Assigned task: In the forum reply below, what kind of treatment does the writer say they are considering?

Source passage:

Hey
@Aussie Lea ---
I have found mine fluctuates depending on how much sleep I've had, my caffine intake, my stress level, and other factors. I do think that sometimes it's my perception of it, but I'm a musician/producer/teacher so I am trained to listen. So I am in very close touch with how my T is feeling though the environment can change it. Say if you're at the beach or when I visited someone in the hospital i couldn't hear it over all the medical gear buzzing away. I try to not run from it but I know that I do. I had an awful day Sunday when I was on a walk in nature with my my girlfriend and I suddenly had a spike. I broke down but went home and used some of my coping mechanisms to calm down. Some of which I would say are helpful but some of which aren't. I definitely am considering going to CBT with the right therapist. Have you seen and ENT or Psychiatrist about this? It sounds to me like T has seriously disrupted your life and you should probably talk to a specialist. Yes it was hard to teach once I noticed I could hear it a bit in my lesson rooms or with ear plugs in. But, I feel it would be lower to have to move back in with my parents. But I am know now that I will find a new profession. I will still perform as much as I can and teach a few students. But I don't want to have expose my ears any more to loud sound. You are not a wimp, and you can get through this. We can. It won't be easy. But if Dr. Nagler, Dr. Hubbard, and many, many, others can make it through loud T, then there's no reason why we can't. I can't see into your friends heads so I don't know how they're coping with it. As far as medications go you, you might want to look into it with a doctor so you can live your life. My heart and ears go out to you more then your know.

Dataset content:
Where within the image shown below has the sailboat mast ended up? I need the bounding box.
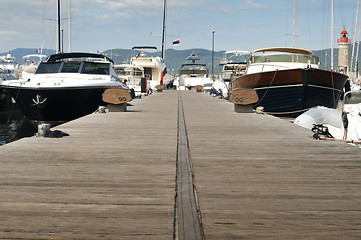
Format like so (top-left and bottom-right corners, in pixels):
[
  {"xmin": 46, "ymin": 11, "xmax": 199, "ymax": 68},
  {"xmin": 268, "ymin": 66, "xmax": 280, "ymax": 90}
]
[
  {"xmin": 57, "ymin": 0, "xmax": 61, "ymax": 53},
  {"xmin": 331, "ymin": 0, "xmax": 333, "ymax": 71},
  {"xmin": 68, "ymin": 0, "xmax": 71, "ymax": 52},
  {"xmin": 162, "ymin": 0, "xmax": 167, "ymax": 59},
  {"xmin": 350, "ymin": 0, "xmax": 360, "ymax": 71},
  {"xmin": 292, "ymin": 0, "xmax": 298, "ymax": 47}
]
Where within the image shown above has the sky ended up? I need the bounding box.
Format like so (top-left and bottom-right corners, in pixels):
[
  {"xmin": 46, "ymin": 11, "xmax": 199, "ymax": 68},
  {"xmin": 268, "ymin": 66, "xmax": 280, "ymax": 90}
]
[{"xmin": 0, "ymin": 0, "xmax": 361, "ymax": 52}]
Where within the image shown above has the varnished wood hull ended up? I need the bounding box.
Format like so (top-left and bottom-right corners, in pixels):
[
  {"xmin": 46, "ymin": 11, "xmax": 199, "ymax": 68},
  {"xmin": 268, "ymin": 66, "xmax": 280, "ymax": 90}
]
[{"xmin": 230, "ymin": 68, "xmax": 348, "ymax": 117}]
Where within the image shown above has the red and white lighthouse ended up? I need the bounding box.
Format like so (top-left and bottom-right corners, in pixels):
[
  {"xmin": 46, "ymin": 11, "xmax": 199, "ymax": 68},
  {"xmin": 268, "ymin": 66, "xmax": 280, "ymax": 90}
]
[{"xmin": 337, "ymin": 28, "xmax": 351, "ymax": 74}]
...
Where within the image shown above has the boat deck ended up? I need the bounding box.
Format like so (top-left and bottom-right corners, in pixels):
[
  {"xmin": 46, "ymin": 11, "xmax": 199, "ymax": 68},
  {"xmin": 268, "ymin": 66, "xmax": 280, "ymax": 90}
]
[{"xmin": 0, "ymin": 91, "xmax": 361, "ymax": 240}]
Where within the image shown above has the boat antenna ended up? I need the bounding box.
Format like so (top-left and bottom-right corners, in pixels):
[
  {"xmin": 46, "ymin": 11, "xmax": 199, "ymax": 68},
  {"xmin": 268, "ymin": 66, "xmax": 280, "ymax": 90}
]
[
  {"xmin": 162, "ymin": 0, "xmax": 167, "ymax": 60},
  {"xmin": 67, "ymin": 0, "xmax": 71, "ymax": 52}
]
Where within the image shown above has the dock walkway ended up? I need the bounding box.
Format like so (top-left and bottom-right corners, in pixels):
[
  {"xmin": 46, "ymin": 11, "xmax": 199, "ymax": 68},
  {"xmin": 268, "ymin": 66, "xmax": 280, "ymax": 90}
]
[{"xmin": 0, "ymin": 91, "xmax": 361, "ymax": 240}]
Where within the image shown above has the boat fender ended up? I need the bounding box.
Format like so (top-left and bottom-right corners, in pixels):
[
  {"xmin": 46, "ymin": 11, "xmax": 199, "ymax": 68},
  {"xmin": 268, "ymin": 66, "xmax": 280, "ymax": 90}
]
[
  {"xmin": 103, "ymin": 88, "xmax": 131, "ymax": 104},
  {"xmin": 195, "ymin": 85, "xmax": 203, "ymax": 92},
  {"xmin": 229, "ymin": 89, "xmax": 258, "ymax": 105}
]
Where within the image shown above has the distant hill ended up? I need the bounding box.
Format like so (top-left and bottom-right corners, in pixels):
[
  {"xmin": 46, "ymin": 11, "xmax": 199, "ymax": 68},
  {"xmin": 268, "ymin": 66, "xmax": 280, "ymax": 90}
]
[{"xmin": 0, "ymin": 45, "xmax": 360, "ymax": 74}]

Task answer: CBT with the right therapist.